++++ FRAGMENTO DEL TEXTO ++++

Hace 101 años, en marzo de 1919, Benito Mussolini fundó los Fasci di combattimento, el movimiento fascista, la primera organización que explícitamente proclamaba una ideología totalitaria. Hasta ese momento, los partidos que criticaban a la incipiente democracia lo hacían en nombre de la libertad y la igualdad, es decir, de principios democráticos, mientras el fascismo nacía para eliminarlos. La apología y la práctica de la violencia iban de la mano con la anulación del parlamento, el control de todos los poderes, la eliminación de cualquier forma de oposición y la censura absoluta.

Ahora, cuando se viven tiempos turbulentos, con amenazas para la democracia y la convivencia en libertad, resulta ilustrativo volver sobre esa experiencia. Obviamente, la situación de la Italia de la posguerra difiere mucho de la actual, y la democracia contemporánea tiene fortalezas que aquella no tenía, pero no por ello se puede desechar la posibilidad de surgimiento y enraizamiento de movimientos fascistoides y autoritarios. Los discursos y las acciones de los Bolsonaro, los Bukele, los Ortega, los Maduro o los que están detrás de la señora Áñez, para solamente nombrar a algunos, parecen surgidos de la misma matriz autoritaria. A todos ellos les estorba el pluralismo y no han dudado en acudir a la fuerza cuando su instinto o sus temores lo han determinado.

Politólogos y ensayistas han sostenido reiteradamente, en los últimos años, que las amenazas a la democracia contemporánea vienen desde su interior, desde personas que aprovecharon de la apertura y las reglas democráticas para alcanzar el poder. Los mandatarios mencionados antes y otros que todos recordamos llegaron al Gobierno por vías democráticas o medianamente democráticas, pero una vez allí se olvidaron de ese origen. Como lo enfatiza el historiador Donald Sassoon, también Mussolini llegó de esa manera cuando fue nombrado, con todas las de ley, por el rey Víctor Manuel III (aunque intentó darle un aire épico con el cuento de la marcha sobre Roma, que la hizo en un cómodo coche-cama del tren). Ya en esa ocasión se demostró que el socavamiento es más efectivo que el golpe, y que este puede darse después, ya desde el poder.

++++

### INSTRUCCIÓN DADA 1
Según el fragmento sobre el fascismo, ¿en qué mes y año fundó Mussolini los Fasci di combattimento?

++++ MATERIAL MOSTRADO ++++

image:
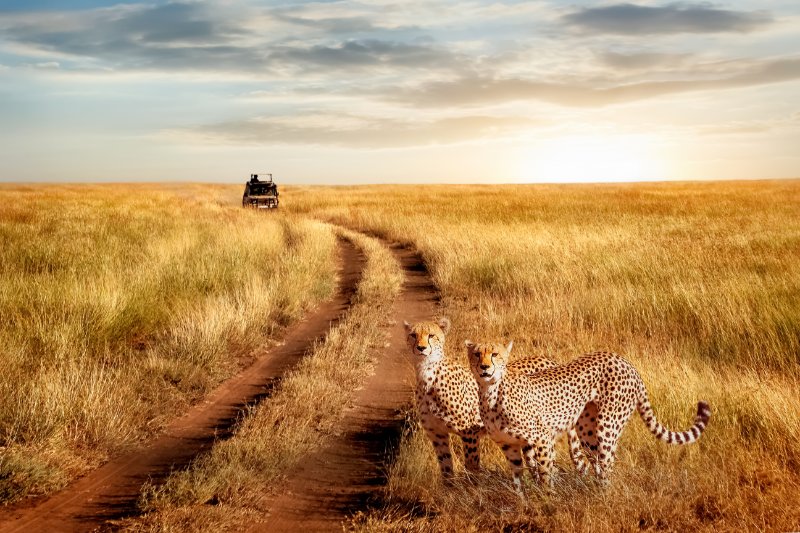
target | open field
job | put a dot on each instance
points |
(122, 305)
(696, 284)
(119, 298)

++++
++++ MATERIAL MOSTRADO ++++

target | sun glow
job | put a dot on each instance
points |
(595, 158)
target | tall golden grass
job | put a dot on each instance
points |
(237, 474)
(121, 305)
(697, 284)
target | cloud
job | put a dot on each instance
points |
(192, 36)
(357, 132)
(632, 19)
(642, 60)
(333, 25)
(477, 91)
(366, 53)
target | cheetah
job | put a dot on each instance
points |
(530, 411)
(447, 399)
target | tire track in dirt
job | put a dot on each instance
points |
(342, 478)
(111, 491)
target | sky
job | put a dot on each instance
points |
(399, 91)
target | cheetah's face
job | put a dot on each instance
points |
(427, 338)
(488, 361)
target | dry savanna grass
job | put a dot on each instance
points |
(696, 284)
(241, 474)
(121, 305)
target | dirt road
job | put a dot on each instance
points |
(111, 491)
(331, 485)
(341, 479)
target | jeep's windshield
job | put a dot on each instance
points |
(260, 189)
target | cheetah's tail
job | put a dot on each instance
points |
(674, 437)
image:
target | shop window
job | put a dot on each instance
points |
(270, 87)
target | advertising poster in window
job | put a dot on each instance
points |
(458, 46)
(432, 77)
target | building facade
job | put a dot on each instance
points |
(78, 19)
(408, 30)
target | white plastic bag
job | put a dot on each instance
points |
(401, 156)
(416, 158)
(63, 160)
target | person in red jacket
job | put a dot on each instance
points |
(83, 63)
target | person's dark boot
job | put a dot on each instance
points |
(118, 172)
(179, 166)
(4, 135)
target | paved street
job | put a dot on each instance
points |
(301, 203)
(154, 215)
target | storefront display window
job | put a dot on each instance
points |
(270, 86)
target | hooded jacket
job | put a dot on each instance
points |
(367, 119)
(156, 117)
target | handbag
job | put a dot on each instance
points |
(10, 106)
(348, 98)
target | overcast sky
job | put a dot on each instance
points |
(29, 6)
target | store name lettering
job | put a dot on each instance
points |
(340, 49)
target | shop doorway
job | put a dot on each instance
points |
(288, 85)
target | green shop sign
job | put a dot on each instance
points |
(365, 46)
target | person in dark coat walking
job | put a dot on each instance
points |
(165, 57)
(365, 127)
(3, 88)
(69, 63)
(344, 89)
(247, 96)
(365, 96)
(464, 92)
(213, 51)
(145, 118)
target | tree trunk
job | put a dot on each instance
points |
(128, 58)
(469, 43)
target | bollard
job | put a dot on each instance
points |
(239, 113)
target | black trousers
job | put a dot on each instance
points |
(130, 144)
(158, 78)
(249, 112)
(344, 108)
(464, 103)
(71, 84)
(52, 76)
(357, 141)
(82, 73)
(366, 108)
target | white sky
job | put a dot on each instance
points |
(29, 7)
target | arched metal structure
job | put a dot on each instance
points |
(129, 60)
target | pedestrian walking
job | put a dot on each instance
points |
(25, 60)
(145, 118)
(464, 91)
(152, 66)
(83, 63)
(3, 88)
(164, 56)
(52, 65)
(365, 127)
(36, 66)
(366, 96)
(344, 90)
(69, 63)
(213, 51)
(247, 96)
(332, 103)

++++

### INSTRUCCIÓN DADA 2
Selecciona cada fila que contenga la palabra "person".

### RESPUESTA DEL EJERCICIO 1
En marzo de 1919.

### RESPUESTA DEL EJERCICIO 2
target | person in red jacket
target | person's dark boot
target | person in dark coat walking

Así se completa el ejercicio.